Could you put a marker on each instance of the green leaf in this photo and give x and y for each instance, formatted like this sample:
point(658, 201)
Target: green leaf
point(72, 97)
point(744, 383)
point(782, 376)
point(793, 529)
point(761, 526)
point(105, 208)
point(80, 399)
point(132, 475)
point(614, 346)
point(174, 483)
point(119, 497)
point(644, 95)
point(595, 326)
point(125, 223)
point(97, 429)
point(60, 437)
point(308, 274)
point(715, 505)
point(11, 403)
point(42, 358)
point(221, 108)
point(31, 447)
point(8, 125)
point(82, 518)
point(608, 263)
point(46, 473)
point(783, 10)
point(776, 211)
::::
• [Task to complete]:
Please arrange all of the rows above as a numbered list, leaving out any blank lines.

• [Output of the task]:
1. Could you put a marker on each instance of the green leaf in this photo and give x and y for each instance, formatted like this sample:
2. point(658, 201)
3. Target: green leaf
4. point(72, 97)
5. point(744, 383)
6. point(782, 376)
7. point(793, 529)
8. point(761, 526)
9. point(105, 208)
10. point(80, 399)
11. point(132, 475)
12. point(614, 346)
13. point(174, 483)
14. point(119, 497)
15. point(644, 95)
16. point(595, 326)
17. point(125, 223)
18. point(97, 429)
19. point(60, 437)
20. point(308, 274)
21. point(715, 505)
22. point(11, 403)
23. point(42, 358)
24. point(221, 108)
25. point(31, 447)
26. point(8, 125)
27. point(82, 518)
28. point(608, 263)
29. point(46, 473)
30. point(783, 10)
31. point(776, 211)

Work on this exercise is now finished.